January 19, 1999 Tuesday

Title: DATABASE SYSTEMS: Trends in Database System Development
Speaker: Vidojko Ciric, University of Belgrade
Dr. Vidojko Ciric is a professor of computer science at the University of Belgrade. He received a Ph.D. degree in 1969 from Rice University, EE Department, Houston, Texas, USA. He was granted a research scholarship from NSF & NASA and had an active part in the Apollo 8 flight simulation project at the University. His research interests include Software engineering, OO programming, Database systems and Case tool design. His publication list includes more than 160 refereed journal or conference papers and 20 books in system and computer science. According to a survey related to the Guttenberg anniversary, the book "General Sensitivity Theory" by Tomovic and Vukobratovic, in which Prof. Ciric has written a chapter: "A New Controllability Concept in Sensitivity Design of Optimal Control Systems", published by American Elsevier, 1973, belongs to the group of 200 most referenced technical books in engineering. He was a referee for IFAC Automatica and IEEE Computer Society. Currently, he is an active referee and a member of program committee of two IASTED Conferences on: Software Engineering and Applied Informatics. He organized and was a chairmen of special session: Issues in OO Design and Programming at the IASTED SE'98 Conference in Las Vegas.
Details:
  • Location: DL 378
  • Time: 2pm
[Return to Toronto DB Seminar Index]

January 21, 1999

Title: Index Structures for Path Expressions
Speaker: Dan Suciu, AT&T Research
Dan Suciu is a member of the technical staff at AT&T Labs. He is working on semistructured data, and has been involved in several projects of semistructured data (UnQL, Strudel, XML-QL). He received his PhD from the University of Pennsylvania in 1995, and his BS from the Polytechnic of Bucharest (Romania).

**EXTRACTED INFORMATION**
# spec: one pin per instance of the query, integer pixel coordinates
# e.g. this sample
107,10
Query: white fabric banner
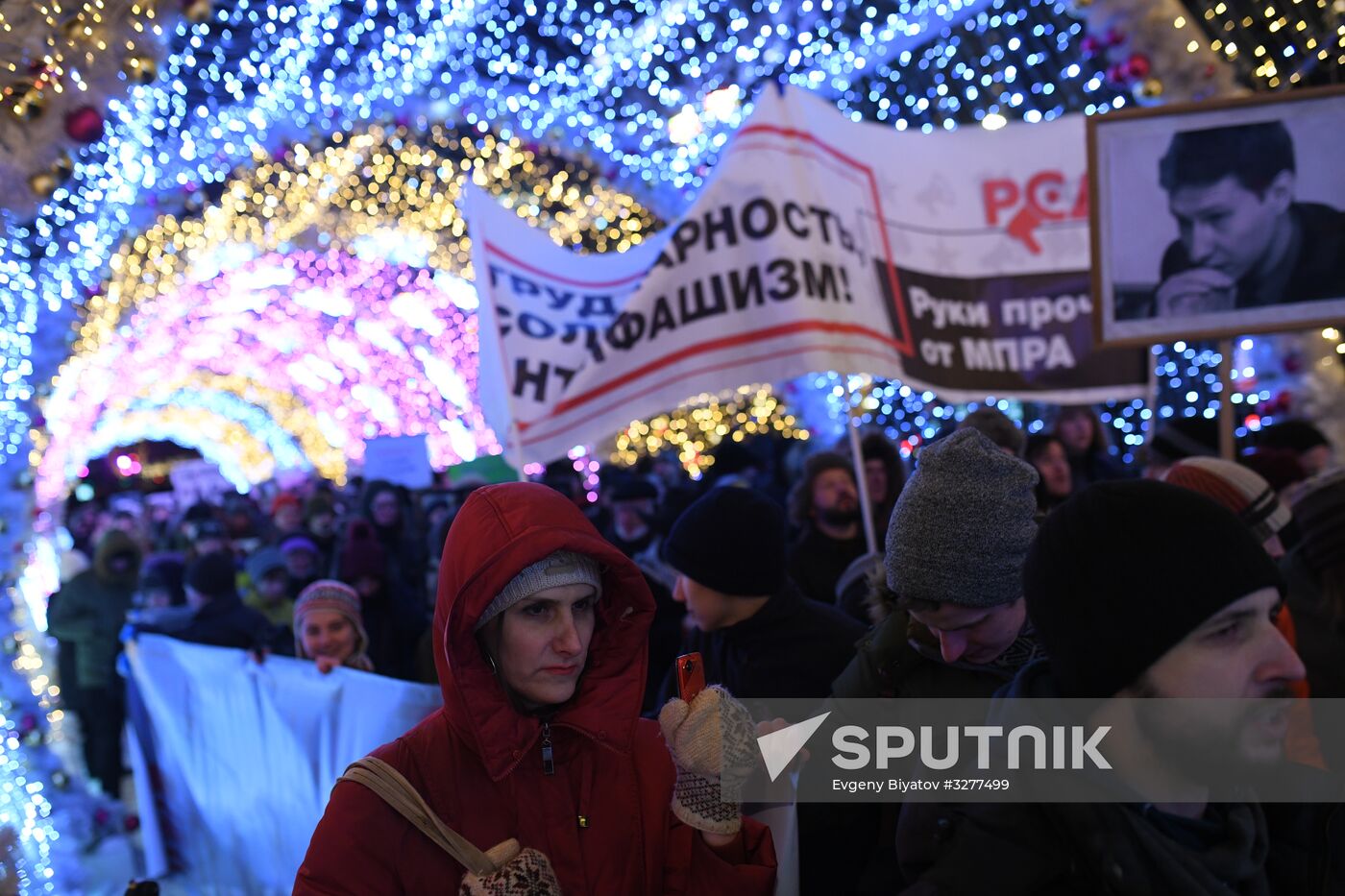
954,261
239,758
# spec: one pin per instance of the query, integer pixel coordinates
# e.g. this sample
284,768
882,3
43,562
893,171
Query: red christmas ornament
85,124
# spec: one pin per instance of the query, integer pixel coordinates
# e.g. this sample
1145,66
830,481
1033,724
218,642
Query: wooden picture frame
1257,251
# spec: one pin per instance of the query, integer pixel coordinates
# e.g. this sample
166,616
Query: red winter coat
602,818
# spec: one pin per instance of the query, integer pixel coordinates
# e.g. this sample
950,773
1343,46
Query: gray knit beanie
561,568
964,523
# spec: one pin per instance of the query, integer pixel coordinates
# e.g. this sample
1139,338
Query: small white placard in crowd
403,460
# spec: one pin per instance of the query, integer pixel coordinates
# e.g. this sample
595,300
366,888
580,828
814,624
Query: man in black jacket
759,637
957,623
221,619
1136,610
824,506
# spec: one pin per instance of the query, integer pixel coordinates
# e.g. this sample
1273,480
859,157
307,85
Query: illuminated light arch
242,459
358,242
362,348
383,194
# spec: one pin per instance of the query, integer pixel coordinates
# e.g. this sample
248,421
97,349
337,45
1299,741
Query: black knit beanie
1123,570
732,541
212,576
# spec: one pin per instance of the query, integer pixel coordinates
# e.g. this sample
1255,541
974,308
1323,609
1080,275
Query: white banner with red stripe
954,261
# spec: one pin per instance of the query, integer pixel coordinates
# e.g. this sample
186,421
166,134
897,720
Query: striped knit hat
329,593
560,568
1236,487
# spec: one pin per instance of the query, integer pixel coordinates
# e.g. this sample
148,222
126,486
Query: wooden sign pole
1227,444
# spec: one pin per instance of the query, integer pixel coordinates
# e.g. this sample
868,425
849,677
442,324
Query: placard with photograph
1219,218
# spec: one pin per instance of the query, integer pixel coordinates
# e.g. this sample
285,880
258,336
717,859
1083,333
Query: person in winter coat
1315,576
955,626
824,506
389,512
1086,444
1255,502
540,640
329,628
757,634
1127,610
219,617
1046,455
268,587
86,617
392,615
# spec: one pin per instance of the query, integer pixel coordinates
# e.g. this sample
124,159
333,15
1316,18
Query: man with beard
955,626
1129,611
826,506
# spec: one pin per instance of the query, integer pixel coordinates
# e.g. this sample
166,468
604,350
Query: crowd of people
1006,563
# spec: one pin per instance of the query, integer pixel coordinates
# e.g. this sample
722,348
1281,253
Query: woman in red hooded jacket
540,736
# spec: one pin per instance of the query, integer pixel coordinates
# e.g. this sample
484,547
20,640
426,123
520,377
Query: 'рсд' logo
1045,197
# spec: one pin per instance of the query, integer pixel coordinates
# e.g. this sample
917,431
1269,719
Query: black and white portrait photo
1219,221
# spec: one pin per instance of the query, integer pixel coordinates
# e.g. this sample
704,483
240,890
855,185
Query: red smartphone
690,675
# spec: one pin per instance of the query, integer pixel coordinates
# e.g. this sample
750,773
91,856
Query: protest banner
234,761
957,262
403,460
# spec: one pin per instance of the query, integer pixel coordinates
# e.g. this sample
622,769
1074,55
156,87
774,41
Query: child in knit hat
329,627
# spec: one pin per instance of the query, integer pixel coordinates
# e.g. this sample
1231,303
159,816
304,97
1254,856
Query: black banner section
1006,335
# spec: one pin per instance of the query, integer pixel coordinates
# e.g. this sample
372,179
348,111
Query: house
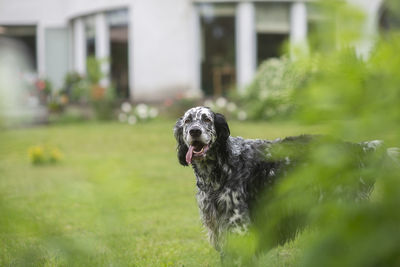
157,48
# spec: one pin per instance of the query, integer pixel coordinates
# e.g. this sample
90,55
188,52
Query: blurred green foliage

**GOAL**
Copy part of the seminar listing verbatim, starting at the words "Title: Index Structures" and ending after the words "of Bucharest (Romania).".

**EXERCISE RESULT**
Title: Index Structures for Path Expressions
Speaker: Dan Suciu, AT&T Research
Dan Suciu is a member of the technical staff at AT&T Labs. He is working on semistructured data, and has been involved in several projects of semistructured data (UnQL, Strudel, XML-QL). He received his PhD from the University of Pennsylvania in 1995, and his BS from the Polytechnic of Bucharest (Romania).